++++ DATA SECTION ++++

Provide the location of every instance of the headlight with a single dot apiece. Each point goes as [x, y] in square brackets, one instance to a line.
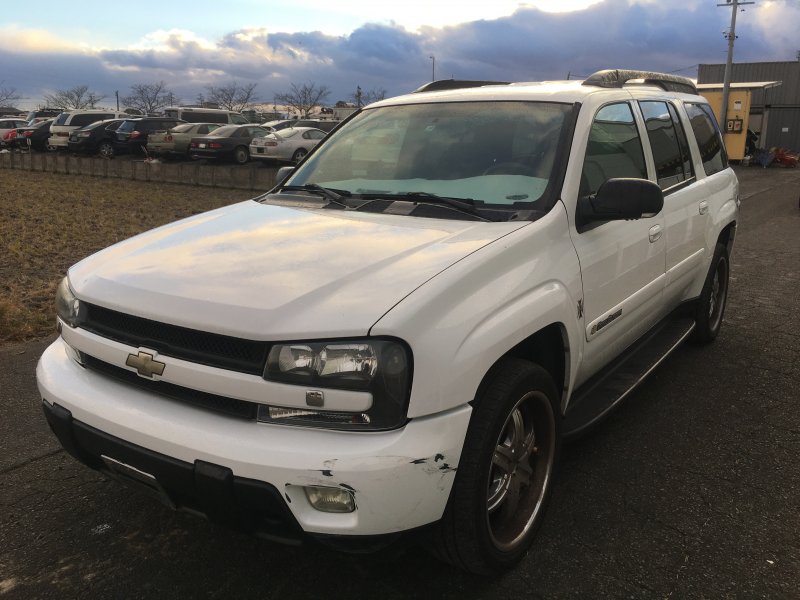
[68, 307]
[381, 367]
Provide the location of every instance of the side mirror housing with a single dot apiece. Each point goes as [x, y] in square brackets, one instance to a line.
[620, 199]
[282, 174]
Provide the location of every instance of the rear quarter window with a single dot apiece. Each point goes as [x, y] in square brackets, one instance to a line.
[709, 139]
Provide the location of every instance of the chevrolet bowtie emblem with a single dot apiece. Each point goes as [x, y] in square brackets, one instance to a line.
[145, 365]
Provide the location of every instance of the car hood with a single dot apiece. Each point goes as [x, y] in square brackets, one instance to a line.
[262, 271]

++++

> _WORK ORDER_
Each line above, from the one that contains "Provide the location of every instance of the rear" to the last line of the records, should be repeated exactly. Leave out all others.

> _EXERCISE RESULT_
Provide the location of every instance of the rear quarter window with a single dot apiece. Each point goes as [x, y] in square brackets, one instance to a line.
[709, 139]
Provide the location of every instance of the chevrolet bowtie emblem with a single dot apiece. Each point goes as [x, y] in square brackets, one instance to a line.
[145, 365]
Provide the location of every instance of the car hood with a single dot apiece. Each point goes as [x, y] in square brackets, one instance to a line.
[262, 271]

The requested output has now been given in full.